• [WHAT TO DO]
(A) Summarize the value stocks article in two sentences.
(B) Answer these questions using the value stocks article:
(i) What was Manulife's share price at the time of writing?
(ii) By about how much did Manulife's earnings decline in the trailing 12 months?
(iii) What annualized returns did Fairfax investors who timed their buy and sale points correctly earn?
(C) Continue the value stocks article from its final sentence.

• [EXERCISE PASSAGE]
-*-

Here are five value stocks trading at significant discounts from their intrinsic values.
Buy Manulife stock
Manulife (TSX:MFC)(NYSE:MFC) stock tends to underperform its peer, Sun Life. However, its current valuation is ridiculously low. At writing, at $18.89 per share, Manulife stock trades at about 6.4 times 2019’s earnings.
Why did I use last year’s earnings as a basis for the insurer’s valuation? In the trailing 12 months, its earnings declined by about a third against the period a year ago. However, I believe its earnings will more than rebound within a year or two.
Even with the shaved earnings, MFC stock can still protect its dividend with a payout ratio of under 50%. Therefore, while waiting for its stock price to appreciate, shareholders can also earn a very respective yield of about 6% from an investment today.
Over the next three years, the stock can appreciate by approximately 70-100%.
Buy this value stock
Fairfax Financial Holdings (TSX:FFH) is also in the insurance industry. Investors, who timed their buy and sale points correctly, have outperformed via Fairfax stock with annualized returns of 15-18%. The stock is at the best bargain it has ever traded in 15 years! That’s why I helped myself by buying some shares recently.

-*-

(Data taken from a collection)
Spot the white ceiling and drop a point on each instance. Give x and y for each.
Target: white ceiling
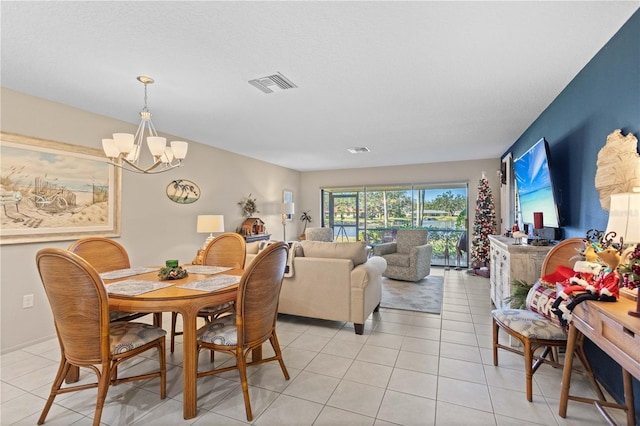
(416, 82)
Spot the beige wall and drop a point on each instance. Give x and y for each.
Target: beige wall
(153, 227)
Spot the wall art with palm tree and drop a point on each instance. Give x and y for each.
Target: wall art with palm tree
(183, 191)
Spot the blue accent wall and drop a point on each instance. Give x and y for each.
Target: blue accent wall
(603, 97)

-*-

• [RESULTS OF THE TASKS]
(A) Manulife stock trades at about 6.4 times 2019's earnings, yields about 6% with a payout ratio under 50%, and could appreciate by roughly 70-100% over the next three years. Fairfax Financial Holdings, another insurer, is trading at its best bargain in 15 years.

(B)
(i) $18.89 per share
(ii) By about a third
(iii) 15-18%

(C)
Notably, FFH stock can move in a highly unpredictable fashion due to the many factors that drive the ups and downs of the stock. One factor is that it maintains a large investment portfolio, including cash and short-term investments (about 25% of the portfolio), bonds (59%), preferred stocks (1%), and common stocks (10%). That said, these investments can be a welcomed diversification for retail investors’ portfolios.
FFH management aims to increase the value stock’s book value per share by about 15% per year going forward. If it can achieve that over the next three to five years, the value stock can trade at a much higher multiple — and upside of 45-70% is probable.
Buy diversified real estate
Retail real estate owners have not been happy this year as their cash flow has been cut from pandemic disruptions. A near-term concern is that economic lockdowns can happen again if COVID-19 numbers surge.
Diversified REITs have also been hit but not as much as pure retail REITs. In fact, the diversified nature of these real estate companies have kept ample cash flow coming in.
I believe Brookfield Property Partners and H&R REIT will survive and make a marvellous comeback over the next few years, while paying remarkable dividends.
At writing, they yield 10.3% and 6.8%, respectively. BPY pays out every three months, and H&R REIT pays cash distributions monthly. The former has upside potential of at least 40% over the next few years, while the latter can double in price!
Both companies have office, residential, and other non-retail assets that continue to be resilient in today’s macro environment.
Last but not least
The big Canadian banks have performed poorly year to date. Specifically, Bank of Nova Scotia (TSX:BNS)(NYSE:BNS) stock has fared the worst against its peers and is trading at a multi-year low due to its greater exposure to resource regions.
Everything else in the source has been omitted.